→ Records for the exercise
■ ■ ■ ■

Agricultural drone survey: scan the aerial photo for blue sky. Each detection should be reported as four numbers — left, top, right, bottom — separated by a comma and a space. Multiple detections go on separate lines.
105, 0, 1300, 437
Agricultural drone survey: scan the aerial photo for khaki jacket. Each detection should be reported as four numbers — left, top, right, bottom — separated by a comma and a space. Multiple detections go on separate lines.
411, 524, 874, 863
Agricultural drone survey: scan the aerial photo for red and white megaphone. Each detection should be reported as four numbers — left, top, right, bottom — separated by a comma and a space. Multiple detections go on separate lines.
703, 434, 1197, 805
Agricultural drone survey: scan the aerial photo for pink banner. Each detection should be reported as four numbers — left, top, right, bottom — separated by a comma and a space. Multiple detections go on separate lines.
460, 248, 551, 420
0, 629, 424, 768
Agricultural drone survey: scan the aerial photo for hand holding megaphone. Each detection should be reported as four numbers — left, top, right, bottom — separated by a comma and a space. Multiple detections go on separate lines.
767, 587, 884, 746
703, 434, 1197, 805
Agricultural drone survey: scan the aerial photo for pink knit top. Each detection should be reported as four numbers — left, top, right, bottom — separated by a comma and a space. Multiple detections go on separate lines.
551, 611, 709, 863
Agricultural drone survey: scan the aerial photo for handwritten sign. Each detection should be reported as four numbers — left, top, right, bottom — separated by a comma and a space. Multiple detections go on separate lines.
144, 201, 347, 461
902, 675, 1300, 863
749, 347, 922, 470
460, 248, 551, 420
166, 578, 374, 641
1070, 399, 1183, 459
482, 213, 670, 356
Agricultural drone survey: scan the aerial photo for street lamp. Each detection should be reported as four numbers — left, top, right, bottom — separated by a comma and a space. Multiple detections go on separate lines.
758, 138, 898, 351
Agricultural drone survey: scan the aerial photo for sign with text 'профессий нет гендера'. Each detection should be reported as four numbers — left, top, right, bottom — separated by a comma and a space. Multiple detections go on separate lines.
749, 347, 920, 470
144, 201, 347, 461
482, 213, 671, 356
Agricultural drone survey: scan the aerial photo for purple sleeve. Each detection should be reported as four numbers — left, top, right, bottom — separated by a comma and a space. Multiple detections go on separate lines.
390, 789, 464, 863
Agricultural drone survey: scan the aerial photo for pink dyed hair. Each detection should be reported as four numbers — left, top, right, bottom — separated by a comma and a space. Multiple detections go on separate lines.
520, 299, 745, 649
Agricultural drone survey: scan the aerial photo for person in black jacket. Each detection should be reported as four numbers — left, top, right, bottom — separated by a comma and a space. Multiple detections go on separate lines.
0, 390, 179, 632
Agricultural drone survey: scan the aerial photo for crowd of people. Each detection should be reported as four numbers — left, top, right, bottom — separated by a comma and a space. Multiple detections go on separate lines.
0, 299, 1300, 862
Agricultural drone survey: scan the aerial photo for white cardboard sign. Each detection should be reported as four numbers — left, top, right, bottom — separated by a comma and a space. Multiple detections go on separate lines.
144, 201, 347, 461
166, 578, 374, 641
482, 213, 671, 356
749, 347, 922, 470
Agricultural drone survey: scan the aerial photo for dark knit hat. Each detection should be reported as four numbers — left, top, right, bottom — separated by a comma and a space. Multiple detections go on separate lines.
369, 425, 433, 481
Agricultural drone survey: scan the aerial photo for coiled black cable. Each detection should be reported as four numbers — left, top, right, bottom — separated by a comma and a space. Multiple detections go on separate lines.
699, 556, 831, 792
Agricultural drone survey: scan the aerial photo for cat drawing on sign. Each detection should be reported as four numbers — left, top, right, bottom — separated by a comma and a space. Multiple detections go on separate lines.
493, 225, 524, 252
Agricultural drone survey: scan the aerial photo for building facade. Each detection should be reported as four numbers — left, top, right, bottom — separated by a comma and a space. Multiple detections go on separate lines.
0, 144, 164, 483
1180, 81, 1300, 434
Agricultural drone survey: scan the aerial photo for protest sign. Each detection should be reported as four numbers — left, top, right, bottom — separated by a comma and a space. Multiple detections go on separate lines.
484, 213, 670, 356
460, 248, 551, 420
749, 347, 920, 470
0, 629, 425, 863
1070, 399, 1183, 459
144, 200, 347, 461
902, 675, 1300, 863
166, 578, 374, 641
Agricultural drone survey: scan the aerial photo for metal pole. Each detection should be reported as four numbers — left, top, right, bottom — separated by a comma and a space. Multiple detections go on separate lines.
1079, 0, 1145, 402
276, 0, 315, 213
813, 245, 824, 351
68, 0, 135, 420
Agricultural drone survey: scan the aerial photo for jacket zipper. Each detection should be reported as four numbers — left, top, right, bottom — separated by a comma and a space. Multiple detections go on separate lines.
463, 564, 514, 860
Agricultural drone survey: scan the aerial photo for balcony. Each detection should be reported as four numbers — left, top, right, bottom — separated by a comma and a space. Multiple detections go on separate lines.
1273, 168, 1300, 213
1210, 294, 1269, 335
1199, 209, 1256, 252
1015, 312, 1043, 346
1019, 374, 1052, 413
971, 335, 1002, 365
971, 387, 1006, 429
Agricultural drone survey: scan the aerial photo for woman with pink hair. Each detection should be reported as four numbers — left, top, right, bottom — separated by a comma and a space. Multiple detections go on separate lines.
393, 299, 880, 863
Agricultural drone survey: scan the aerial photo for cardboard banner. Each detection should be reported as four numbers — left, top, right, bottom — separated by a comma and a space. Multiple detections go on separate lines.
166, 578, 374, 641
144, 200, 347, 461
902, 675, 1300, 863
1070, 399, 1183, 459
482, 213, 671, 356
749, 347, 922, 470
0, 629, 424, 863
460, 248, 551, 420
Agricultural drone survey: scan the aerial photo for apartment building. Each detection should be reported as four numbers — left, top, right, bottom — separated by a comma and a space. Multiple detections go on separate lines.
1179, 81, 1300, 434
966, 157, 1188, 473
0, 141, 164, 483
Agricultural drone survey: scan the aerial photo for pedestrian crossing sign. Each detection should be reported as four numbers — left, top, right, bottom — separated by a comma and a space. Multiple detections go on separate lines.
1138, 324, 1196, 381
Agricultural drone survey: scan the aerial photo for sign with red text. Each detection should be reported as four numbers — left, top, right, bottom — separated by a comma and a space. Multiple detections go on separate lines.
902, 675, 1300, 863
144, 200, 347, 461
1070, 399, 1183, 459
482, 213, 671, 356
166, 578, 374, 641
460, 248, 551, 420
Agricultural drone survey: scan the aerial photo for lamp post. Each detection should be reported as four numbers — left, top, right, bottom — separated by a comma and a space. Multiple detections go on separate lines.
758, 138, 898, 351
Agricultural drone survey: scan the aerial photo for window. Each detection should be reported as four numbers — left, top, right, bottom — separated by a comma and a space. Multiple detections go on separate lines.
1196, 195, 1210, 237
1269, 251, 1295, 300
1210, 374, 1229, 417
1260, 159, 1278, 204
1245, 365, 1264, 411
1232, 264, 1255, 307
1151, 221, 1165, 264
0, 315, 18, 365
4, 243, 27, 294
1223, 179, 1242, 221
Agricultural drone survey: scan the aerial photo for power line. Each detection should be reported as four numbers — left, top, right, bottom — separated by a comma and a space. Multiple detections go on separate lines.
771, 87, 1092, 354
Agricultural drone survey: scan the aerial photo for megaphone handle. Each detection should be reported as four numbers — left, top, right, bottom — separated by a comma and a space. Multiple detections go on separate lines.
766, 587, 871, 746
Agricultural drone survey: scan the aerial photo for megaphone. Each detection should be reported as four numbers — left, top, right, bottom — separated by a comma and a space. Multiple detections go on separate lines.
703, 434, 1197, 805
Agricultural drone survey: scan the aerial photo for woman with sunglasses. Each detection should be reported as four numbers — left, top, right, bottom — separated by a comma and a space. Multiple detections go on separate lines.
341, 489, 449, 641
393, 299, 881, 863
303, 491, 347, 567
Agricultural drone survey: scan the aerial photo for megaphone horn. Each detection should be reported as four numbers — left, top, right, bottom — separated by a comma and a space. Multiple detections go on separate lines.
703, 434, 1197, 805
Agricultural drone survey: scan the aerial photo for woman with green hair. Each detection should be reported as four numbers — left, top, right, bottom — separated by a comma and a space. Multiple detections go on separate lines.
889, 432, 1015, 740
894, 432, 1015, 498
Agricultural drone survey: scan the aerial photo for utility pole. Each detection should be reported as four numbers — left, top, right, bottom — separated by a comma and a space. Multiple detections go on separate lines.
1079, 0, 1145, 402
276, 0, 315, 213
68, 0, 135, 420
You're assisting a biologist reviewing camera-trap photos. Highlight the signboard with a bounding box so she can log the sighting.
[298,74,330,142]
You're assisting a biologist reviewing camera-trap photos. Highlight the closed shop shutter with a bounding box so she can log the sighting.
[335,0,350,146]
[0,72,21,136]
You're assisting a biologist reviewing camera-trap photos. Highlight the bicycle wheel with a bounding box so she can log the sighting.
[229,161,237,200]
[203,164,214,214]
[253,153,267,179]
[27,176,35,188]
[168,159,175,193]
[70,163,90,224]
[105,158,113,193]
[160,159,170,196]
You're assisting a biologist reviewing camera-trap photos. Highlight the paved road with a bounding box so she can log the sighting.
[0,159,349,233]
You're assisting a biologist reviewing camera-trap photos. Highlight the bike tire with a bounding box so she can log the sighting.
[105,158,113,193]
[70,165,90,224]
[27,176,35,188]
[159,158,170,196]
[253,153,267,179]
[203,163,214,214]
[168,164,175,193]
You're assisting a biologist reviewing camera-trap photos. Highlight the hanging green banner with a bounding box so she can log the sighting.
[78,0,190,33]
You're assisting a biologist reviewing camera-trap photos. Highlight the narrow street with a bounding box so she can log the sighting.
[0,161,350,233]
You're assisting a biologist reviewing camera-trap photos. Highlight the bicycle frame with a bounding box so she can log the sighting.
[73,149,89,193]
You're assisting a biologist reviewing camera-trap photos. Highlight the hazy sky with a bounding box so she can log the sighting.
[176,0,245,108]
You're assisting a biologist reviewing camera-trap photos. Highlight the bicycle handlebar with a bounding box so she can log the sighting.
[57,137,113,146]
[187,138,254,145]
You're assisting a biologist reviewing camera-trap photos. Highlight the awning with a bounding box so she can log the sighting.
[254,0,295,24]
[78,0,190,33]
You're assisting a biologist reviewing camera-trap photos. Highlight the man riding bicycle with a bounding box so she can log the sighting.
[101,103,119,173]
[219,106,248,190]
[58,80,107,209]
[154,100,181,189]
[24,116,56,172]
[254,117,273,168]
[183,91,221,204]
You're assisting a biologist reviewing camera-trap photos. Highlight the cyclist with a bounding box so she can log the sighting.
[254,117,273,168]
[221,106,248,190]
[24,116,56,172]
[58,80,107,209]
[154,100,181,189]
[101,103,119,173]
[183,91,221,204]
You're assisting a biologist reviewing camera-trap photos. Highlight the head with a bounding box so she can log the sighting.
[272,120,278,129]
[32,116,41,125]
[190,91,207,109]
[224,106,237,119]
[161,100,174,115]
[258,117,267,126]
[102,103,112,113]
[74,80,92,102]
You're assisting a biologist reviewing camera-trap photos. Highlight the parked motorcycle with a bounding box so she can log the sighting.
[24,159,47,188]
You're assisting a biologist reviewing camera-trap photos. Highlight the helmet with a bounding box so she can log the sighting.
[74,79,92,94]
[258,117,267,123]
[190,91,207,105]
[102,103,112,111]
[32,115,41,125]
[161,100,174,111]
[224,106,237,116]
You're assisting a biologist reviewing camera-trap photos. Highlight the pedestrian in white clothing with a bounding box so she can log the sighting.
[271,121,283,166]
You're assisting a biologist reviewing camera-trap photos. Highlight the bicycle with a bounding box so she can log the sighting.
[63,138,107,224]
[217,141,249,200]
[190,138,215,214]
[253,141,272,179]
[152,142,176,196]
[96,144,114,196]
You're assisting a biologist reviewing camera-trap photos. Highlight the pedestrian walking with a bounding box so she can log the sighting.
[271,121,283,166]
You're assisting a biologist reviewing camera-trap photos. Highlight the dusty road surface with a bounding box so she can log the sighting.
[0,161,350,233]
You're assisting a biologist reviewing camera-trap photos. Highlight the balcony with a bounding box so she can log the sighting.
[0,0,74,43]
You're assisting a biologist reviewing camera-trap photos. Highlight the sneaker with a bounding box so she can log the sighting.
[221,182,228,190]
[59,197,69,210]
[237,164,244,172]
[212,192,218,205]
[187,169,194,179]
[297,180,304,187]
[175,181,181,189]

■ ■ ■ ■

→ Exercise
Please retype the data from the line containing "Agricultural drone survey: scan the aerial photo for crowd" through the line containing "0, 299, 1300, 862", keeping both of those lines and changing nothing.

→ Solution
Agricultural drone survey: scan the aerial photo for crowd of people. Each detection should be reported as four numbers — left, top, right, bottom — separated by a comma and a space. Multiple detections go on separate lines.
0, 299, 1300, 862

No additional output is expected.